» **Passage provided**:
** Begin **
# Pigments to go pro?!



## lindas1983 (Mar 9, 2009)

Was at my counter in Belfast during the weekend stocking up on some hello kitty stuff and I mentioned to the MA that I just loved pigments to which she replied that if I do I better hurry up and snap up as many as I could as they all would be going pro soon and the counter would no longer be stocking them!!!

Anyone else heard anything else about this, I'm hoping she got it wrong.


----------



## vocaltest (Mar 9, 2009)

Maybe she meant some of the Hello Kitty pigments as some of them are PRO? 

I think in some counters in the USA they don't sell pigments... correct me if I'm wrong though.


----------



## Skin*Deep (Mar 9, 2009)

yup, most USA counters don't sell pigments unless they are part of a limited edition launch.  some e/s colors they don't stock either and can only be bought online, but still are not PRO (chrome yellow for example)
I haven't heard anything about all pigments going only pro though.


----------



## vocaltest (Mar 9, 2009)

Quote:

   Originally Posted by *Skin*Deep* 

 
_yup, most USA counters don't sell pigments unless they are part of a limited edition launch.  some e/s colors they don't stock either and can only be bought online, but still are not PRO (chrome yellow for example)
I haven't heard anything about all pigments going only pro though._

 
Ahh good, I wasn't imagining things! I think the eyeshadow thing is the same for here.. I can't recall seeing chrome yellow at my counter recently but I might be wrong. Although every counter here has pigments. My guess is that because we have less stores here so they have to have pigments at every counter?! Maybe haha.


----------



## LMD84 (Mar 10, 2009)

man i hope that this doesn't happen because i won't be able to get pigments from the website if they go pro. 
	

	
	
		
		

		
			





 i'm a pigment whore! what will i do?!


----------
** End **
» **Information supplied**:
** Begin **
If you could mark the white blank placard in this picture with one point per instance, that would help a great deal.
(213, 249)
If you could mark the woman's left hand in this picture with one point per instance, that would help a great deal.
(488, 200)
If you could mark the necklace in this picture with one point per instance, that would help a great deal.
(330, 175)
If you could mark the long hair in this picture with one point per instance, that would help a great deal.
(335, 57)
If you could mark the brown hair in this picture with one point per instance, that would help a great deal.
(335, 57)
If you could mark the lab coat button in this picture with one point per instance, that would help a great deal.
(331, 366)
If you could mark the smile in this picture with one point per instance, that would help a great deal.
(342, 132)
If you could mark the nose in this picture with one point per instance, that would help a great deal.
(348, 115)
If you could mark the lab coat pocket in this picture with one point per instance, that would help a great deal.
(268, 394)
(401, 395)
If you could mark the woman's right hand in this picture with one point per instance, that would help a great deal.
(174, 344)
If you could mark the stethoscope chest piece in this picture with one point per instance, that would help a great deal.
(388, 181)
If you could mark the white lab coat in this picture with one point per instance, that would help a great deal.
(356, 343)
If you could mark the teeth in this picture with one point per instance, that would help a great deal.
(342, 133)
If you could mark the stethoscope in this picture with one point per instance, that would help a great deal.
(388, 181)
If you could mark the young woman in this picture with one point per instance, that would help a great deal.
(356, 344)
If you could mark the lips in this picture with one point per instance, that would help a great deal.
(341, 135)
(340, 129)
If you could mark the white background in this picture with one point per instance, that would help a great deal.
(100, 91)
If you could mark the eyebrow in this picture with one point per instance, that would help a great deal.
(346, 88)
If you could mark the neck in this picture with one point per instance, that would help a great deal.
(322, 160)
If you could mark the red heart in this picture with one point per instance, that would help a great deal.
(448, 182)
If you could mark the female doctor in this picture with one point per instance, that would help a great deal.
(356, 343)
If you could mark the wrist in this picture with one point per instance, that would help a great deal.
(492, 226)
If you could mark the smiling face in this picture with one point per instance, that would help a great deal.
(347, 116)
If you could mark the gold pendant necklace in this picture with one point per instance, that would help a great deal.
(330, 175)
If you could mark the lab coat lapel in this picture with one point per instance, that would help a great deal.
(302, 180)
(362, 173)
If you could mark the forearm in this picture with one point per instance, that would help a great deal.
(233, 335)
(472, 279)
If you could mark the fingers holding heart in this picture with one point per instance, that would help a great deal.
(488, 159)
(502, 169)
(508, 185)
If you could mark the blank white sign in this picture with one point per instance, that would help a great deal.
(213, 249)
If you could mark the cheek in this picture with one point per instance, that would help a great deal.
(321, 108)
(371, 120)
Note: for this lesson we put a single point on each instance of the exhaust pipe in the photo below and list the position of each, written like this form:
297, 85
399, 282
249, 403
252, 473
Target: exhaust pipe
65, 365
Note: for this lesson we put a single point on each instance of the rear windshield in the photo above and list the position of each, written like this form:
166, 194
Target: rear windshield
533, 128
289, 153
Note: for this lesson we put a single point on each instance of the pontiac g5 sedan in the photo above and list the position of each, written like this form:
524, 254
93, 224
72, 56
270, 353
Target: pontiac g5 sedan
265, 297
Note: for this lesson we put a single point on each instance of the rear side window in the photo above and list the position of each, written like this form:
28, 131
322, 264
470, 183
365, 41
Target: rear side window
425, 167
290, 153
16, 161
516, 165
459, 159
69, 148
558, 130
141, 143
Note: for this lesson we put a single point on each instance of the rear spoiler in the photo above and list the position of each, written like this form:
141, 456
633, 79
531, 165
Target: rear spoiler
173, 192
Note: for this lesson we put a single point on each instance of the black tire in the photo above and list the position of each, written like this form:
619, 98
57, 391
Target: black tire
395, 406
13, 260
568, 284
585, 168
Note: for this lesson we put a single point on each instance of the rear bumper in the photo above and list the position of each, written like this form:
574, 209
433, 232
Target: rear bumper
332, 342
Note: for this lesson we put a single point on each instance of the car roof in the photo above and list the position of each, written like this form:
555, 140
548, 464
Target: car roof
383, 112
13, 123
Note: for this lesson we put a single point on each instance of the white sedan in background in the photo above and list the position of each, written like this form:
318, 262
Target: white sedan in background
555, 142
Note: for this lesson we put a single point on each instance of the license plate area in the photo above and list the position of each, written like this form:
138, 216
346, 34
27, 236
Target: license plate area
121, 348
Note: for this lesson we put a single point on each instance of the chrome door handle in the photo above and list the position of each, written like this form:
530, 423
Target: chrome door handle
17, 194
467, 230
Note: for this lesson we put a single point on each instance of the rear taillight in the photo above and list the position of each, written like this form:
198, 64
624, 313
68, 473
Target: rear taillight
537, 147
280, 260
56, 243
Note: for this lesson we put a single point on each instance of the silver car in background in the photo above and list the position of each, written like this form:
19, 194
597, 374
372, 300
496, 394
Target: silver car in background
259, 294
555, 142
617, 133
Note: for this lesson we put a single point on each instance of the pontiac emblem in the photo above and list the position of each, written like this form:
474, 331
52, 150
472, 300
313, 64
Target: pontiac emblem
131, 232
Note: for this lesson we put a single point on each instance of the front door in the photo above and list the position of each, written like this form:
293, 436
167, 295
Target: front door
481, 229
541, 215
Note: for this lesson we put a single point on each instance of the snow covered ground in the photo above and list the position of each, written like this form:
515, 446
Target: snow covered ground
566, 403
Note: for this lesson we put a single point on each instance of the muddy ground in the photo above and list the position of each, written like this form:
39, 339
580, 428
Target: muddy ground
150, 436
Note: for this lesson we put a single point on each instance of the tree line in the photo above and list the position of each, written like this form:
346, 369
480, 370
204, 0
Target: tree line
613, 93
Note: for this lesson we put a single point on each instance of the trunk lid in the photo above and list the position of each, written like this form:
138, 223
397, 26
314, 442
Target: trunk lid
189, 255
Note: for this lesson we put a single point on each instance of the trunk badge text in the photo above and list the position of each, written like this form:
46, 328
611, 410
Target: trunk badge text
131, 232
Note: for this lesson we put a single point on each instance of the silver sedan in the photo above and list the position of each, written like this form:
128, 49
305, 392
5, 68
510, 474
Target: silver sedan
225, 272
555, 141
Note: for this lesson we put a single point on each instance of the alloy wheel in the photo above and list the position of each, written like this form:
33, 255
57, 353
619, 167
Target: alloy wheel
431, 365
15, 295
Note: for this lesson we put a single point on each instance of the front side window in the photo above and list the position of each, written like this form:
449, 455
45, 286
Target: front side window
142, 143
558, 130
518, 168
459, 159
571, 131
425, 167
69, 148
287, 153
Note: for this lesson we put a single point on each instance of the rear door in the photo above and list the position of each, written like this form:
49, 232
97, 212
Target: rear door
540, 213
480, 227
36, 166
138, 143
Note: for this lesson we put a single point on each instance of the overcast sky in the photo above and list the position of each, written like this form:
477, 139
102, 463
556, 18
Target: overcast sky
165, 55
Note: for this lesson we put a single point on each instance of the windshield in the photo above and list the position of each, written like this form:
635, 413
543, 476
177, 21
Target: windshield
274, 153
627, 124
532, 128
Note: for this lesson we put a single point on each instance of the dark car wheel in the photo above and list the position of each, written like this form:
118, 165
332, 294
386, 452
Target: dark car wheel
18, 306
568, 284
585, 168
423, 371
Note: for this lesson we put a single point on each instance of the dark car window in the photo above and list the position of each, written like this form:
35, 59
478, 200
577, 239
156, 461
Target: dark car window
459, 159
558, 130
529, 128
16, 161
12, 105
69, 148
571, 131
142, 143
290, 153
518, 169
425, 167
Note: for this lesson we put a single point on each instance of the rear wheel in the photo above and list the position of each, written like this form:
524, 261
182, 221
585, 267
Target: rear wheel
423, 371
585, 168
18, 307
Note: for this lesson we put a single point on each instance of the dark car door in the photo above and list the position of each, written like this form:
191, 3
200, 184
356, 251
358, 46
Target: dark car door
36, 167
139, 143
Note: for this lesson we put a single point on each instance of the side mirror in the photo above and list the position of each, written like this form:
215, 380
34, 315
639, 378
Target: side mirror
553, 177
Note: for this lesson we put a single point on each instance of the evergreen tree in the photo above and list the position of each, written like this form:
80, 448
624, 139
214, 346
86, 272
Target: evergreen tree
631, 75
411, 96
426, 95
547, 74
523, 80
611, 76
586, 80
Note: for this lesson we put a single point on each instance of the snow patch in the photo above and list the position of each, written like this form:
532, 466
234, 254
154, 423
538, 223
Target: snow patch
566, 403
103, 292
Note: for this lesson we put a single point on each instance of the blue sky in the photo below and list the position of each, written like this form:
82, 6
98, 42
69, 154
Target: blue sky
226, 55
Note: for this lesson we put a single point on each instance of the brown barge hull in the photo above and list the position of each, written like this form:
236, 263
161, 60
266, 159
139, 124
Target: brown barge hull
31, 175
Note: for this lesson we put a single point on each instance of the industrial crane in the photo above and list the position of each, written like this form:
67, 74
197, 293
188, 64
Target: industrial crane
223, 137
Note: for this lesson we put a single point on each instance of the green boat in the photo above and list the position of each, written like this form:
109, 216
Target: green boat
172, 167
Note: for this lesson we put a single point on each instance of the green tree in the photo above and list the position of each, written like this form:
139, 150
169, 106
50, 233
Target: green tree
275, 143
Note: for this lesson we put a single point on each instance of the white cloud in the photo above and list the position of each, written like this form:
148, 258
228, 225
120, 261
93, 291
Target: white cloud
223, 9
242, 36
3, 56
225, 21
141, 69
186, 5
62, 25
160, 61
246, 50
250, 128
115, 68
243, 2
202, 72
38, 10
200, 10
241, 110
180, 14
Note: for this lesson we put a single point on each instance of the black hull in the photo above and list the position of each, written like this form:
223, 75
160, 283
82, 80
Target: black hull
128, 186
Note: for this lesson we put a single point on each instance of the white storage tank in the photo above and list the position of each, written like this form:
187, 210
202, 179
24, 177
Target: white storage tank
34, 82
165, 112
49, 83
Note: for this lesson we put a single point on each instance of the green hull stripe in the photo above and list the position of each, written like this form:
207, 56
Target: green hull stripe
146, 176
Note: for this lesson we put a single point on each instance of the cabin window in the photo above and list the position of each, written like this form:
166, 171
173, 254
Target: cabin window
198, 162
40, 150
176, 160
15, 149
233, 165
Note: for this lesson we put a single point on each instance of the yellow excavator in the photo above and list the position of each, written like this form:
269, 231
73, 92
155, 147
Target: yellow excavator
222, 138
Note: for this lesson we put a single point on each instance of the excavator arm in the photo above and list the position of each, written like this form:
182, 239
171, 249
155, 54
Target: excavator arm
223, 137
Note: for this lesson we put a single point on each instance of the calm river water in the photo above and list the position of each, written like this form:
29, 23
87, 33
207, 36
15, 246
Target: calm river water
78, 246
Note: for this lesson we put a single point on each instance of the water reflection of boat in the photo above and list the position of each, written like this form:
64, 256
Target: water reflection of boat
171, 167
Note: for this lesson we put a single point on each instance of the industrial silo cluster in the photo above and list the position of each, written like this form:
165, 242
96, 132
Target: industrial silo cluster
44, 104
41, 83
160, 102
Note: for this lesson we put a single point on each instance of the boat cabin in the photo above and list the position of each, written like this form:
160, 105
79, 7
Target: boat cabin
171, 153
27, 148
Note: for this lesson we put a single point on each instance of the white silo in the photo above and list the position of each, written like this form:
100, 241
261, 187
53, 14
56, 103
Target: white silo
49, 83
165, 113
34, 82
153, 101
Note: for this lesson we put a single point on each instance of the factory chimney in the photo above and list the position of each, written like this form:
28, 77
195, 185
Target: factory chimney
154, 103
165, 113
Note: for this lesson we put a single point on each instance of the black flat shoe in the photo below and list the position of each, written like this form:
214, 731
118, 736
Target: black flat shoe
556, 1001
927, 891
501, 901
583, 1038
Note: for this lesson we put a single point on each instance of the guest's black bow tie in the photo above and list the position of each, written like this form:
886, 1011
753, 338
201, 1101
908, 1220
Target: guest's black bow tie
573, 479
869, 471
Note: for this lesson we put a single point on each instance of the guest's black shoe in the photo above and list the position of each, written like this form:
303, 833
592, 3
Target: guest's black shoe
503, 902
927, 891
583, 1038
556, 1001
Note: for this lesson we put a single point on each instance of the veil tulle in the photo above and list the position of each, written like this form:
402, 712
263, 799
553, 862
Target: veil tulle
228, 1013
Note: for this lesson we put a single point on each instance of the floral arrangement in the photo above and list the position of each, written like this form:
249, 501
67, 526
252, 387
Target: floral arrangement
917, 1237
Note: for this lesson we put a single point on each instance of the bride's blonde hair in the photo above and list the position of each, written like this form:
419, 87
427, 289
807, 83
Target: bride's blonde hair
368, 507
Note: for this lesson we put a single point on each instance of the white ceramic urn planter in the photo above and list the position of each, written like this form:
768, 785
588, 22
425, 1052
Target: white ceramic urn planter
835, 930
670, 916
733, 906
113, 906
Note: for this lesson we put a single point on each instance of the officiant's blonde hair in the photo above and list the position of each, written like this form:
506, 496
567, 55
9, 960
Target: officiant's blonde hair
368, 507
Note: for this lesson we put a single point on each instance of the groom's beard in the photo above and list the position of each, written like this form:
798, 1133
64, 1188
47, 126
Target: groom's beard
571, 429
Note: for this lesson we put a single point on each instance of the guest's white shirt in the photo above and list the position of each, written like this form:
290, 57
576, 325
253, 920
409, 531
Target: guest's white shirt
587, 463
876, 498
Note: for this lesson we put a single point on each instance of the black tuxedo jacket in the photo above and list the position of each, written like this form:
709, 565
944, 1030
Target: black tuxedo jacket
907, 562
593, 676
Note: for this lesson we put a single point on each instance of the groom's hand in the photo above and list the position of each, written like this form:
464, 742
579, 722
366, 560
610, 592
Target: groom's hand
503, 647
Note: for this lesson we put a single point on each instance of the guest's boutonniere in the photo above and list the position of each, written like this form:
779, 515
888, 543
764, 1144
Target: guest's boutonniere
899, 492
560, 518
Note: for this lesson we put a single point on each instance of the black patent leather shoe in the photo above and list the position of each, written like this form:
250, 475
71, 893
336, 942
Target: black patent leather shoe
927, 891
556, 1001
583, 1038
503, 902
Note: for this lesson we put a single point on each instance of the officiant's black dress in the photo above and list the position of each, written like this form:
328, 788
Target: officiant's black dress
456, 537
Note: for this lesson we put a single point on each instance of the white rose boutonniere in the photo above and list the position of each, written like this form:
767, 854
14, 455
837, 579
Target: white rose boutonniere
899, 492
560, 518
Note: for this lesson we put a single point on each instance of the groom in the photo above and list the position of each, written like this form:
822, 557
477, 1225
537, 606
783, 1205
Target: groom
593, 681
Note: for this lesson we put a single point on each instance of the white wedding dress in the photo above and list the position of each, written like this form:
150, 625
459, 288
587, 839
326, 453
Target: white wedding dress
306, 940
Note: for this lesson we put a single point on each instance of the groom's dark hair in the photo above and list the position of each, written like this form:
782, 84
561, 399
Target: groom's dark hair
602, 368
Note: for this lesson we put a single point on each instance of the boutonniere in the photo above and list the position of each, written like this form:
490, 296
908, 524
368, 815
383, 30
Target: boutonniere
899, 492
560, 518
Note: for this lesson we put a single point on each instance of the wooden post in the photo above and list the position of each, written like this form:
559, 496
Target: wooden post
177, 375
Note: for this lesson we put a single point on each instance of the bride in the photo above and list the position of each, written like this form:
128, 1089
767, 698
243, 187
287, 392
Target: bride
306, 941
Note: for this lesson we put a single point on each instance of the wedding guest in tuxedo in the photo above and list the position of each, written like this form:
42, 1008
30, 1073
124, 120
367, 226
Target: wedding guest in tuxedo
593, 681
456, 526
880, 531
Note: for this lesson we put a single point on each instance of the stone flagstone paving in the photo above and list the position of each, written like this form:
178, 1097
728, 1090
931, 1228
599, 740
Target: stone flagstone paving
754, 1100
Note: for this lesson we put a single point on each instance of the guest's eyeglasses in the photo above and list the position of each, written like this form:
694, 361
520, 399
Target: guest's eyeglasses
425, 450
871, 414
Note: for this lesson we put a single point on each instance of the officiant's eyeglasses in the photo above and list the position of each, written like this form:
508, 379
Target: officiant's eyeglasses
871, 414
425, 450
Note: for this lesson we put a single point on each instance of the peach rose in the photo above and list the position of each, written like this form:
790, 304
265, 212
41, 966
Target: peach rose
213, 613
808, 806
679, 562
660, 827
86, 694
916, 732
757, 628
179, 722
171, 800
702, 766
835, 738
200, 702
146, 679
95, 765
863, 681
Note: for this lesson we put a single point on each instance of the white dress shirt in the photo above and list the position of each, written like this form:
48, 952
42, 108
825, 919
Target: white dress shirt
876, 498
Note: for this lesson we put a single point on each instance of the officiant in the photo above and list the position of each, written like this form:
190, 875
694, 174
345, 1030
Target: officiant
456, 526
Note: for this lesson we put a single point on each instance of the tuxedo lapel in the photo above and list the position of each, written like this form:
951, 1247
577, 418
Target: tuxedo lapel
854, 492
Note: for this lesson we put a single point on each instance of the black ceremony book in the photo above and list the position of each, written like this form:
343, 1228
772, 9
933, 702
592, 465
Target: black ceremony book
** End **
» **Required work**:
1 > Please quote everything in the pigments thread from "Maybe she meant" down to "Skin*Deep (Mar 9, 2009)".
2 > In the pigments thread, what eyeshadow color is given as an example of one that USA counters don't stock but that still isn't PRO?

» **Answers for this exercise**:
1 >
Maybe she meant some of the Hello Kitty pigments as some of them are PRO? 

I think in some counters in the USA they don't sell pigments... correct me if I'm wrong though.


----------



## Skin*Deep (Mar 9, 2009)

2 > Chrome yellow.